● **Short problem**: Could you give all of the material below as a two-column CSV with the columns "instruction" and "points", one row per request holding its text and its answer, each in a single quoted field with line breaks replaced by spaces? Leave the pictures out.

Collection entries
--- BEGIN ---
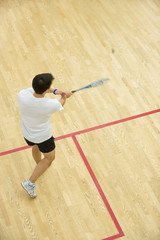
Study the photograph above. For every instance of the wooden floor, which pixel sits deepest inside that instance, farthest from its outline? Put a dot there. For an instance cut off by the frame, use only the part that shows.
(105, 182)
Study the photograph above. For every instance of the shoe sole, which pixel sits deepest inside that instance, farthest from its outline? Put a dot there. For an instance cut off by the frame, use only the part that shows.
(27, 191)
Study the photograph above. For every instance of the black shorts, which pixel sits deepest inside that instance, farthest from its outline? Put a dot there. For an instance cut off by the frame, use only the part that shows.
(44, 147)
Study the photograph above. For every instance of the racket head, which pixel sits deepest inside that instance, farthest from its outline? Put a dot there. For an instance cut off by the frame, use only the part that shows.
(99, 82)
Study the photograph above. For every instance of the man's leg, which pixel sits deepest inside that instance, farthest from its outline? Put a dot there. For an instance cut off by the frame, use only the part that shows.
(36, 154)
(42, 166)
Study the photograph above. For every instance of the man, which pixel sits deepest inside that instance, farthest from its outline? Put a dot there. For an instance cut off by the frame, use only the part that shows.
(36, 111)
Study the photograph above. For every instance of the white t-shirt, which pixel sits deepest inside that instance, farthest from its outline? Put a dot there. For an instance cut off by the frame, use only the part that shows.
(36, 115)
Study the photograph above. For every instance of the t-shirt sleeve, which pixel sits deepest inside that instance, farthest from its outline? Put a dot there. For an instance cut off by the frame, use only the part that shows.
(55, 106)
(30, 90)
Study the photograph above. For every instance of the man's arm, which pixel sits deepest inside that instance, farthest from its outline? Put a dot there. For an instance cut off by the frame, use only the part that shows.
(59, 92)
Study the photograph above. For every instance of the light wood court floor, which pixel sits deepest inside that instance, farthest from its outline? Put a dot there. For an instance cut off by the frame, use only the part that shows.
(81, 41)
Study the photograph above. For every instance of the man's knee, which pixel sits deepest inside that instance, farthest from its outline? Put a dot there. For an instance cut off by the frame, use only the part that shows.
(50, 157)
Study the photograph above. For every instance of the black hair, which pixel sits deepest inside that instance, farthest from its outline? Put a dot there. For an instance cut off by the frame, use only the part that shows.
(42, 82)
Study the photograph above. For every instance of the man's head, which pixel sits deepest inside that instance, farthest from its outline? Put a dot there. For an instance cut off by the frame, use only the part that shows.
(42, 82)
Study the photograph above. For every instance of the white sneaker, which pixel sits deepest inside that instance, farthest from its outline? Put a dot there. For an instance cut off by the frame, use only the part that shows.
(29, 187)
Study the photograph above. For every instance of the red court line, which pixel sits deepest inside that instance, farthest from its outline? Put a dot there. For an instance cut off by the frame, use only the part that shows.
(14, 150)
(108, 124)
(88, 130)
(121, 234)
--- END ---
● **Result**:
instruction,points
"Study the photograph above. For every instance of the wooden floor, which pixel sits deepest inside that instance, farthest from its outline? Put a dot there. For an instance cut off by the frame, use only the part that shows.","(105, 182)"
"Study the photograph above. For every instance of the shoe sole, which pixel sits deepest inside that instance, farthest from its outline? Put a dot there. For an instance cut off by the frame, use only the part that shows.","(27, 191)"
"Study the photograph above. For every instance of the black shorts, which pixel sits deepest inside that instance, farthest from its outline? Put a dot there. For an instance cut off by the frame, use only the part that shows.","(44, 147)"
"Study the photograph above. For every instance of the racket head, which pixel sits deepest inside that instance, farthest from its outline? Put a dot there. For an instance cut off by the frame, use only the part that shows.","(99, 82)"
"Study the photograph above. For every instance of the man's leg, which pixel sits deepest inside that instance, farthest from its outline? Put a dot there. For an instance cut off by the frame, use only the part that shows.","(36, 154) (42, 166)"
"Study the photograph above. For every instance of the man, which pixel sits deepest inside that instance, farthest from its outline? Put a dot there. For an instance cut off by the frame, use only the part that shows.","(36, 111)"
"Study the photograph above. For every instance of the white t-shirt, which pixel sits deepest inside that instance, farthest from its outline? Put a dot there. For an instance cut off by the frame, use only the part that shows.","(36, 115)"
"Study the photograph above. For every instance of the t-shirt sleeve, which pixel sits deepest inside that instance, farthest from its outline? Put a dot there. For an instance cut off by the frame, use only the part that shows.","(55, 106) (30, 90)"
"Study the photograph above. For every instance of the man's arm, which pixel sits deepest inside that instance, farthest from its outline? Put a dot there. For an instance cut off by the frame, use only the part that shows.","(59, 92)"
"Study the photograph above. For every instance of the light wood court floor, which pixel sits deepest inside that instance, farthest from its outline? Put a dot there. For an instance cut off by the frame, use only the part that shows.","(81, 41)"
"Study the photograph above. For every instance of the man's knee, which pixel sits deepest inside that instance, farthest from its outline? Put a dot there. For an instance cut off by the frame, use only the part that shows.","(50, 157)"
"Study the photograph above. For every instance of the black hair, which pixel sits deepest inside that instance, farthest from its outline? Put a dot there. For an instance cut off by the frame, use only the part that shows.","(42, 82)"
"Study the photograph above. For every instance of the man's head, which pixel sits deepest inside that instance, farthest from its outline? Put a dot there. For an instance cut off by the frame, use only the part that shows.","(42, 82)"
"Study the photograph above. For every instance of the white sneaker, which pixel sits deepest inside that instance, farthest from its outline? Put a dot there. For an instance cut off by the frame, use only the part that shows.","(29, 187)"
"Study the photograph above. For every instance of the red court line, which pixel sits deepest inside that instance, farthest from its outline? Put a dot there. For an instance cut off by the frame, use only the part that shows.","(14, 150) (108, 124) (88, 130) (121, 234)"